◆ Task: Can you copy out every one of the records below word for word, keeping each line in its original order?

• • • • • • •

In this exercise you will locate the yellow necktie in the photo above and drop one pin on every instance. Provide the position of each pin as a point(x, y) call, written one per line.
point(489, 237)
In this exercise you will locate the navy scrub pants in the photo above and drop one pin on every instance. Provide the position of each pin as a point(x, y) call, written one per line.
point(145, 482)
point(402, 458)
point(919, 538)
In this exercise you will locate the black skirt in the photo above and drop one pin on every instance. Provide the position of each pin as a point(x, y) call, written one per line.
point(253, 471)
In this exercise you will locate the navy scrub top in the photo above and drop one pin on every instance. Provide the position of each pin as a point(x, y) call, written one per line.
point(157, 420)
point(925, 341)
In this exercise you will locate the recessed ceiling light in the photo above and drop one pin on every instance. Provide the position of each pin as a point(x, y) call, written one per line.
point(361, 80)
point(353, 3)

• • • • • • •

◆ Exercise output:
In this exercise you will locate the yellow necktie in the photo above and drop one pin on every instance. Provide the position of each pin as a point(x, y) call, written one per line.
point(489, 237)
In this exercise you will locate the navy scrub pants in the photo above and drop one pin on every instance. Provide the position of each pin as a point(x, y) call, written one per line.
point(145, 482)
point(402, 458)
point(919, 538)
In this exercise you will locate the black skirt in the photo above and drop one pin on every instance. Provide the position of each pin as a point(x, y) call, written one per line.
point(253, 471)
In this exercise you will locate the navy scrub top in the photo above and drop one pin on every instance. Provide the position of each pin as a point(x, y) call, written one per line.
point(157, 420)
point(925, 341)
In this exercise you will locate the recessed ceiling light in the photo above and drop one pin on every instance. Provide the position of each pin as a point(x, y) call, written one per line.
point(361, 80)
point(353, 3)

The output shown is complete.